Your instructions:
Please copy the data below word for word, starting at its first line and ending with the line that contains "121 165 L 134", both of those lines included.

— BEGIN —

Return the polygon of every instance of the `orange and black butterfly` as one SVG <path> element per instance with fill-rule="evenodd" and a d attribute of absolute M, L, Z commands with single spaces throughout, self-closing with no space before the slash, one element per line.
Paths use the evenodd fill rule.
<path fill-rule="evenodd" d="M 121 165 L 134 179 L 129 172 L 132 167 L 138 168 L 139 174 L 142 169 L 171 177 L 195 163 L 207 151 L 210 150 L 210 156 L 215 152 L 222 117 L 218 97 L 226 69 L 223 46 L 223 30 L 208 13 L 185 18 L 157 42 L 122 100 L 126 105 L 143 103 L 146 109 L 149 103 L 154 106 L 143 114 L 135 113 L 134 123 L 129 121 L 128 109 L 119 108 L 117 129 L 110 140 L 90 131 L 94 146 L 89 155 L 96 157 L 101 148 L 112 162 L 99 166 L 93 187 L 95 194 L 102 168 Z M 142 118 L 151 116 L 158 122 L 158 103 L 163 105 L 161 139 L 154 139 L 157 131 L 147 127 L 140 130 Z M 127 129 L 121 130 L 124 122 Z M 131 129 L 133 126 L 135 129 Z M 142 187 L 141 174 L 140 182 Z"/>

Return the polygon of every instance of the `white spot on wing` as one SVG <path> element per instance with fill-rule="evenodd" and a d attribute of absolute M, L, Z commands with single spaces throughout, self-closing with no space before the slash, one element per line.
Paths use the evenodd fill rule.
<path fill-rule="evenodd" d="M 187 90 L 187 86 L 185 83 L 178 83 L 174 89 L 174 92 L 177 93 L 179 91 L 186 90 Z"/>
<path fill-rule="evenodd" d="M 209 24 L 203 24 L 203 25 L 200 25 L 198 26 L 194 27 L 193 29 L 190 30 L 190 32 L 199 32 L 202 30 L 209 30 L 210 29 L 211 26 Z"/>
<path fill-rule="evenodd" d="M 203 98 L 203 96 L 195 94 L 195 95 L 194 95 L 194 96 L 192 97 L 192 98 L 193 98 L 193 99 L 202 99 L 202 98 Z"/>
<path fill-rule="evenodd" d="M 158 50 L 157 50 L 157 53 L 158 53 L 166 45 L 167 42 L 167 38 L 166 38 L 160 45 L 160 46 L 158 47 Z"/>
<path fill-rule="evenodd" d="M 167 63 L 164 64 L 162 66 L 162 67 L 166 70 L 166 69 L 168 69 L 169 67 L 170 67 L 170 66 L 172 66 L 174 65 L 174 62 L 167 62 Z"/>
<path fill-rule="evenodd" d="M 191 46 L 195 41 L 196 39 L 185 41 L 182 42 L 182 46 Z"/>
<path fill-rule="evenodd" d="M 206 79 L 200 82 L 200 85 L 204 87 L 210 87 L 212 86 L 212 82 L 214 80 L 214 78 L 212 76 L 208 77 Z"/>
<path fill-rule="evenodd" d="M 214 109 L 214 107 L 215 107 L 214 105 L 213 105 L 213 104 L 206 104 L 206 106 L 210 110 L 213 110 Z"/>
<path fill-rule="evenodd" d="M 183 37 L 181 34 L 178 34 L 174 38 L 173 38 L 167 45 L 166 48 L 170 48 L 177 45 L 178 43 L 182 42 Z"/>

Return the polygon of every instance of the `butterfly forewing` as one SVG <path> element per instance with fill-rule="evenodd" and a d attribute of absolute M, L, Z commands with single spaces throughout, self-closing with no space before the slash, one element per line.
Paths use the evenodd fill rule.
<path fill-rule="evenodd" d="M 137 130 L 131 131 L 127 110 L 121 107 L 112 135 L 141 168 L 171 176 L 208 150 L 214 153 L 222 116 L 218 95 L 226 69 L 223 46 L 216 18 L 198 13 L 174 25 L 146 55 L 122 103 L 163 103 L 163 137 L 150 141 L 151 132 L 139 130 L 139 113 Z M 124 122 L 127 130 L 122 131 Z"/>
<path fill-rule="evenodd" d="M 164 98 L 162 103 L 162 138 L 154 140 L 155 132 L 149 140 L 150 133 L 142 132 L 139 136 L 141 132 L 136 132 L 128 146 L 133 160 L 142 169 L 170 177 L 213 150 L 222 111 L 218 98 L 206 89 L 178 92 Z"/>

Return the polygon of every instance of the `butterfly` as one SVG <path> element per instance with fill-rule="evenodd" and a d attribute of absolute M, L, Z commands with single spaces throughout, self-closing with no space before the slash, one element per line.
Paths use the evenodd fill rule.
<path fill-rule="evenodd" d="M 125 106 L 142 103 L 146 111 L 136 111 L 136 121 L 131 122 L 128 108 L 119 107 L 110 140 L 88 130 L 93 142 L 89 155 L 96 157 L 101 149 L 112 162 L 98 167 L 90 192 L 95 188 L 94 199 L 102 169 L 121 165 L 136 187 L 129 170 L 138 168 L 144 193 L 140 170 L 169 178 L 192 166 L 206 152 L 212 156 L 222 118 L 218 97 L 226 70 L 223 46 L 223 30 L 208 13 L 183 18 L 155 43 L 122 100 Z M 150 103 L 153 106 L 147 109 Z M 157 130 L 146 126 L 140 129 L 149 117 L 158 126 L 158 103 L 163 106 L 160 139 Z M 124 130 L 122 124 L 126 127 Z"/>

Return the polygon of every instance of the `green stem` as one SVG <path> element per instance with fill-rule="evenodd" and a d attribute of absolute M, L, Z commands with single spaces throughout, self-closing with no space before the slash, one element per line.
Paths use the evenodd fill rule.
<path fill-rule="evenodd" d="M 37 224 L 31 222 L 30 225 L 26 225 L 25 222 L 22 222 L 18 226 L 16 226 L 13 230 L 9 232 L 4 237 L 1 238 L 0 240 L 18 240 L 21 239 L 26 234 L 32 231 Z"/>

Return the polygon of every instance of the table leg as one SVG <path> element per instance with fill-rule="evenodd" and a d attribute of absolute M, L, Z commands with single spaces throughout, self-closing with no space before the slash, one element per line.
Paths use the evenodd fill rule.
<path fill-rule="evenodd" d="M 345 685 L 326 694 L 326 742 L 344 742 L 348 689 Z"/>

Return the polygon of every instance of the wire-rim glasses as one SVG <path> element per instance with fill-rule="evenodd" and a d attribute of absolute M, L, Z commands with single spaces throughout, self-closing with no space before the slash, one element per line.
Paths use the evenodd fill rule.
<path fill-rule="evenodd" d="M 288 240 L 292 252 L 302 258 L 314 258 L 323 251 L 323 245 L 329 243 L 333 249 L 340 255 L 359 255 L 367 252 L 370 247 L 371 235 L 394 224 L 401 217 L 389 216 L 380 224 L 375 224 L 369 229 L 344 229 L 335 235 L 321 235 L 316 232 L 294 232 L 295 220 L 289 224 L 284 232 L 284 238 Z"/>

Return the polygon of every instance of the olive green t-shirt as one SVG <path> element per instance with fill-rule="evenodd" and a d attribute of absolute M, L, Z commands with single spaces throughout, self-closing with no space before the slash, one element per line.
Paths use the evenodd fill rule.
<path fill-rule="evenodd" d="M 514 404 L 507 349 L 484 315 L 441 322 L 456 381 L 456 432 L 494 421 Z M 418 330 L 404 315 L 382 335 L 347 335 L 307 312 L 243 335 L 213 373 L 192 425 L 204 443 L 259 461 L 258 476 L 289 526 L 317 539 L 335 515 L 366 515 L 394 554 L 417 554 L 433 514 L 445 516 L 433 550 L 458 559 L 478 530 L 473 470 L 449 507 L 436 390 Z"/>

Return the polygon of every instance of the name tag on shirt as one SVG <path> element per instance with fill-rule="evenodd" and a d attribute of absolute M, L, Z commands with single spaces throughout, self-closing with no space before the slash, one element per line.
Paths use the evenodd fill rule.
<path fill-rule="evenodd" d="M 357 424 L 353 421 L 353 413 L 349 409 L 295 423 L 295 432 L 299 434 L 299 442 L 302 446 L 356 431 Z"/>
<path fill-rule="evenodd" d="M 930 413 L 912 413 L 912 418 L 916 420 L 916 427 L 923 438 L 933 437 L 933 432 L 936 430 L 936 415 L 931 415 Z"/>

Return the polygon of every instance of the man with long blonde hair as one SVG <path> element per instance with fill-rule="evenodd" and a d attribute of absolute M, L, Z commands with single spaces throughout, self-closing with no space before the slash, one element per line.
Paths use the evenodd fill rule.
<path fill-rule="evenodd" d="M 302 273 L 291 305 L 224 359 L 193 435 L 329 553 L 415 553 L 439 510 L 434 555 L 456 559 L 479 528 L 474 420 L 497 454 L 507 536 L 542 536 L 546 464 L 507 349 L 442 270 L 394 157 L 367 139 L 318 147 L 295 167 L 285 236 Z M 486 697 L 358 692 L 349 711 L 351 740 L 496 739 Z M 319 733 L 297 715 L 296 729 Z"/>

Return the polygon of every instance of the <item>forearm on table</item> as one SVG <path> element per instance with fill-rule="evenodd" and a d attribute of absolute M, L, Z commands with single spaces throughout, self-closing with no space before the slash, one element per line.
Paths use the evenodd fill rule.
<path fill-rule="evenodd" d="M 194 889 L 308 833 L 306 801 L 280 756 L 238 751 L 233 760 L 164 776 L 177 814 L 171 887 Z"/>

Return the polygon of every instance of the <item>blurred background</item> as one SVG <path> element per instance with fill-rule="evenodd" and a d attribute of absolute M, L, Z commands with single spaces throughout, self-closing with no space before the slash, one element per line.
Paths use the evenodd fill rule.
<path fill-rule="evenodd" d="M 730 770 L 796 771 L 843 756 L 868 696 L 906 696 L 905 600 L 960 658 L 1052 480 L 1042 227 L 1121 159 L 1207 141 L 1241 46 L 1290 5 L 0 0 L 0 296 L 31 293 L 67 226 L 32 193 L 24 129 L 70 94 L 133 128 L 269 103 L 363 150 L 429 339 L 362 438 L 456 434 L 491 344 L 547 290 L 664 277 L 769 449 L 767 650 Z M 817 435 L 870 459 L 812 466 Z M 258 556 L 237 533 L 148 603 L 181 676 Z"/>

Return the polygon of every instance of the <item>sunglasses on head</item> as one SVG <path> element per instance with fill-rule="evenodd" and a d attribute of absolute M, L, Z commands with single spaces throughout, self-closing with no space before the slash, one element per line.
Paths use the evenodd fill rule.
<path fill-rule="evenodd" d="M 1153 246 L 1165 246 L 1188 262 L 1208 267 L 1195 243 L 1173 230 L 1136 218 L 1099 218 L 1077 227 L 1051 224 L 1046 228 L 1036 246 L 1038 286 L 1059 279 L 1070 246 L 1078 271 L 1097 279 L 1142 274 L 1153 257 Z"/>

— END —

Task result:
Return the polygon of every instance of the `orange and black butterfly` as one SVG <path> element per instance with fill-rule="evenodd" and a d attribute of absolute M, L, Z commands with single spaces throughout, self-closing with no space before the slash, one element per line.
Paths use the evenodd fill rule.
<path fill-rule="evenodd" d="M 121 165 L 134 179 L 129 172 L 132 167 L 138 168 L 139 174 L 142 169 L 171 177 L 195 163 L 207 151 L 210 150 L 210 156 L 215 152 L 222 117 L 218 97 L 226 69 L 223 46 L 223 30 L 208 13 L 185 18 L 157 42 L 122 100 L 126 105 L 143 103 L 146 109 L 149 103 L 154 106 L 143 114 L 135 113 L 134 123 L 129 121 L 128 109 L 119 108 L 117 129 L 110 140 L 90 131 L 94 146 L 89 155 L 96 157 L 101 148 L 112 162 L 99 166 L 93 187 L 95 194 L 102 168 Z M 142 118 L 151 116 L 158 122 L 158 103 L 163 105 L 161 139 L 154 139 L 157 131 L 147 127 L 140 130 Z M 127 129 L 121 130 L 124 122 Z M 131 129 L 133 126 L 135 129 Z M 142 187 L 141 174 L 140 182 Z"/>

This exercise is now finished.